DIRECTIVES:
• A. Copy the font outline thread word for word, between "Chavdar Popov" and "the overall direction...", inclusive.
• B. Answer these questions using the font outline thread:
(i) In some fonts, how was one of two symmetrical characters, like left and right parens, made?
(ii) Which rasterizer did the writer assume?
(iii) According to the quoted rule, what happens to a contour whose points go around in clockwise order?
--- Begin PASSAGE TO READ ---
A typical example of this problem can be seen in some fonts where
symmetrical characters (like left and right parens) where created
simply by mirroring one of them to create the other. It will look
much darker, even though the outline shape is no thicker...
The mileage you get will depend on the rasterizer ---
I assumed ATM above. And even with ATM what you get will
depend on such things as the character size. Large characters
are drawn using a different algorithm (which you can see when
you have an incorrectly drawn letter "O" where both contours
are drawn counter-clockwise instead of the inner being clockwise
--- in this case at small sizes the inner part will be filled in
black, while in the large size the inside will be white).
Chavdar Popov
>
>If the points go around the contour in clockwise order then it is
>filled. If the points go around the contour in counter-clockwise
>order it is a "hole".
This is really helpful, thanks to all who replied.
Problem now is, how do determine what the CW/CCW direction from just the
point data ? At any time the contour may be going in both directions so
it's no good examining adjacent points as the direction there may differ
from the overall direction...
Any ideas about this please ?
Ian Kemmish
cha...@NOSPAMmerituk.demon.co.uk says...
>
>.
>>
>>If the points go around the contour in clockwise order then it is
>>filled. If the points go around the contour in counter-clockwise
>>order it is a "hole".
>
>This is really helpful, thanks to all who replied.
--- End PASSAGE TO READ ---
--- Begin LISTED ENTRIES ---
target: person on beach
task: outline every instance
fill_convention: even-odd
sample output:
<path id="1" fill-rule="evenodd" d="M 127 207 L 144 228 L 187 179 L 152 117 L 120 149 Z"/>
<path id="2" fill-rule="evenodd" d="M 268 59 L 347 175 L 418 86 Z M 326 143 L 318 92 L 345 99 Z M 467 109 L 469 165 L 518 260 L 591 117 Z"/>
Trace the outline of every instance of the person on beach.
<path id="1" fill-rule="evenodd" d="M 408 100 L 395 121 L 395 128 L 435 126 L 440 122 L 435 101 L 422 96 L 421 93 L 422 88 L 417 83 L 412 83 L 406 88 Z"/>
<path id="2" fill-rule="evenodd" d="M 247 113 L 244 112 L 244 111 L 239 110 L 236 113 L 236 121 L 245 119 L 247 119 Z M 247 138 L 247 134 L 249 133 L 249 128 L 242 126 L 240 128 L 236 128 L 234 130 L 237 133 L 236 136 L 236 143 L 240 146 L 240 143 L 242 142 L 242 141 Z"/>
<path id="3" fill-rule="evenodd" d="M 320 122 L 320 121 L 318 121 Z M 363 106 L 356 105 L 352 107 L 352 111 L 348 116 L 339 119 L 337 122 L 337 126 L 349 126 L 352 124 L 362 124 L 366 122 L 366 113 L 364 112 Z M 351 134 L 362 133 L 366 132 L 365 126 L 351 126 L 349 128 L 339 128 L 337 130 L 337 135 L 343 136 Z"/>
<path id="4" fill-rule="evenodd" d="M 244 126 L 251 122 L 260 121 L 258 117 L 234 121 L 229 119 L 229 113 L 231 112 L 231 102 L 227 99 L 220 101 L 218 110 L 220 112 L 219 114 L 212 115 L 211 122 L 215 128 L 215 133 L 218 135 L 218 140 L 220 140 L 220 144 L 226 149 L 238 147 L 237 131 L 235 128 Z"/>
--- End LISTED ENTRIES ---
--- Begin LISTED ENTRIES ---
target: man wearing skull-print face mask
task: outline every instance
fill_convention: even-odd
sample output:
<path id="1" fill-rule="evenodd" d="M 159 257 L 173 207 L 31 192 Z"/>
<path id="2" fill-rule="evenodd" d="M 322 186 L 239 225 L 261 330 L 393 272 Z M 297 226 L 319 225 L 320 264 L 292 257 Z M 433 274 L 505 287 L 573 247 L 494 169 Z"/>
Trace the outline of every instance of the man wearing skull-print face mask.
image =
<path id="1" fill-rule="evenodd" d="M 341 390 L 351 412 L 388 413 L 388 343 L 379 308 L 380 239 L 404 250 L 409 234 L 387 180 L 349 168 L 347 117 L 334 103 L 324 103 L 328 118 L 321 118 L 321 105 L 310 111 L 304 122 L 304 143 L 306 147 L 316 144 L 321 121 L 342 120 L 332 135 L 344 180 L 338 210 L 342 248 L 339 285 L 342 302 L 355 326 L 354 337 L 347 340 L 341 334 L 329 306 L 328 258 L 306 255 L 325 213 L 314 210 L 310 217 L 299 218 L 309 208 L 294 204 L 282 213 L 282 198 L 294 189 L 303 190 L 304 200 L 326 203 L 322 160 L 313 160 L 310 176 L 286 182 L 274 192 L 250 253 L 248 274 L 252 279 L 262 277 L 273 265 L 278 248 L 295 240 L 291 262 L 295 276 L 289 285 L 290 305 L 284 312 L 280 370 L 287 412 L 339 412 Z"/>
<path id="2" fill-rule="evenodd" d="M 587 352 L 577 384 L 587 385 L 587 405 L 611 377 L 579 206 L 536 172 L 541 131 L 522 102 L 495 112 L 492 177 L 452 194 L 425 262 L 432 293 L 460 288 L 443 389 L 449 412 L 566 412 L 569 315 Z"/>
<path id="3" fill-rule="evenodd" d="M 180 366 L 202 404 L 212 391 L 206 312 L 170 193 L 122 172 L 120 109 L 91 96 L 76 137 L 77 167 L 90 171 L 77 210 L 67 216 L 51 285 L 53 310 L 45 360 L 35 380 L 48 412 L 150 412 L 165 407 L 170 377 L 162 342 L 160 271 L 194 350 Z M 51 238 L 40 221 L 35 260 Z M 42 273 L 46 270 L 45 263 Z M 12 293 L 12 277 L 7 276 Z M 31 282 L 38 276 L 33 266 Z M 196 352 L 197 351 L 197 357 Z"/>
--- End LISTED ENTRIES ---
--- Begin LISTED ENTRIES ---
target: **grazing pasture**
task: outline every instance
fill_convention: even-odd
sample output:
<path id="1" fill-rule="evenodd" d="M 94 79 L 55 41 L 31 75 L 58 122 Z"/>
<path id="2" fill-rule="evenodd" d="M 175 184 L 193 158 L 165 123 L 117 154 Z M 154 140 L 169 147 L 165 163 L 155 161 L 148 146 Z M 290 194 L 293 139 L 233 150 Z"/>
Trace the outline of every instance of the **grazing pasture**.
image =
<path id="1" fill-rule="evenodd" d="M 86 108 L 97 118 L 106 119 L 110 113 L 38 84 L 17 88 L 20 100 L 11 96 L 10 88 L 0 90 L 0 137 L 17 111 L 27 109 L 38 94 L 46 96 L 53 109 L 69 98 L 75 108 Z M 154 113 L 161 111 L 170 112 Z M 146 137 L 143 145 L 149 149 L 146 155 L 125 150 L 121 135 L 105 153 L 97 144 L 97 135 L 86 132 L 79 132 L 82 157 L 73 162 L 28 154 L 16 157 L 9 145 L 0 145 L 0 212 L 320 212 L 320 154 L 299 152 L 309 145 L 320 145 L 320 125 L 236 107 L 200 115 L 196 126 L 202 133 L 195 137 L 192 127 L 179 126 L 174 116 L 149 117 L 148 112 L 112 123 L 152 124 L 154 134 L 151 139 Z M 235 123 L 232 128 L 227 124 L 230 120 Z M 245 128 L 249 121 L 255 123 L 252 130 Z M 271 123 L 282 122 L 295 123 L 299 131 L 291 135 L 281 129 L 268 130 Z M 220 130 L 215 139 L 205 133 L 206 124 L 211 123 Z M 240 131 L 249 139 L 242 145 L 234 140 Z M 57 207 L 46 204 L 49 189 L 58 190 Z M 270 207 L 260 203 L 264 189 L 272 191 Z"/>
--- End LISTED ENTRIES ---
SOLVED TASKS:
• A.
Chavdar Popov
>
>If the points go around the contour in clockwise order then it is
>filled. If the points go around the contour in counter-clockwise
>order it is a "hole".
This is really helpful, thanks to all who replied.
Problem now is, how do determine what the CW/CCW direction from just the
point data ? At any time the contour may be going in both directions so
it's no good examining adjacent points as the direction there may differ
from the overall direction...

• B.
(i) By mirroring the other one.
(ii) ATM.
(iii) It is filled.